_WORK TO BE COMPLETED_: Filter the material below and copy every line that contains the word "side".

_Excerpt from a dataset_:
━━━━━━━━━━━━━━━━
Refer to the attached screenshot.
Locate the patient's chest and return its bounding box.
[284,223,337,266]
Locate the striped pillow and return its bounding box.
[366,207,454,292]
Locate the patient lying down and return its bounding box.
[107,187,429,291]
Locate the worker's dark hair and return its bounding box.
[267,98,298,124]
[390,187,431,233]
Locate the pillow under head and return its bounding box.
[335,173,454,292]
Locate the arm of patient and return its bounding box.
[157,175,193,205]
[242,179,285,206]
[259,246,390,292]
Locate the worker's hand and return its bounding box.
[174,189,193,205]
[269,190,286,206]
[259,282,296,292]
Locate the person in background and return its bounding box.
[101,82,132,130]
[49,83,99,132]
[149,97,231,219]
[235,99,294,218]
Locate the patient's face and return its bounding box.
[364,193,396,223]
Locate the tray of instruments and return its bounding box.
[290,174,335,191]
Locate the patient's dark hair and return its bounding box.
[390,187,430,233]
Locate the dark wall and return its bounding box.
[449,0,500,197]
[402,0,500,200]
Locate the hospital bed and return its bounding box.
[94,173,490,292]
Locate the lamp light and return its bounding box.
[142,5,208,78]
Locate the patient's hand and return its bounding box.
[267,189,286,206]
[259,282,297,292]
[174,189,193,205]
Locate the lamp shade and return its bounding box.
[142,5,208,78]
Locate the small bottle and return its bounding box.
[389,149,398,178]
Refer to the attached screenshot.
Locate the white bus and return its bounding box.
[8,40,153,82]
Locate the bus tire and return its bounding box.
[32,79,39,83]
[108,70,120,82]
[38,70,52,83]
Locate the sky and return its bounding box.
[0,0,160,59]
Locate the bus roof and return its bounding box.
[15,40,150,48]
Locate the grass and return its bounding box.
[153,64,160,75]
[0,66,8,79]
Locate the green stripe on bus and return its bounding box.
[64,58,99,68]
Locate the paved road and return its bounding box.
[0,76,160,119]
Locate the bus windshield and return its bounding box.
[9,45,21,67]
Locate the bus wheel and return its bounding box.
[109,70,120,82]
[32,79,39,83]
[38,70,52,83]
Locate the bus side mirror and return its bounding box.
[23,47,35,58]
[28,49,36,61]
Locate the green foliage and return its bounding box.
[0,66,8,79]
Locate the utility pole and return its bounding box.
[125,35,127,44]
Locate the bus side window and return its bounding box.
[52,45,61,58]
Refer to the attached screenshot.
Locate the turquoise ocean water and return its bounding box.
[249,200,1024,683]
━━━━━━━━━━━━━━━━
_RESPONSE TO THE TASK_:
Locate the bus side mirror and return its bounding box.
Locate the bus side window and return its bounding box.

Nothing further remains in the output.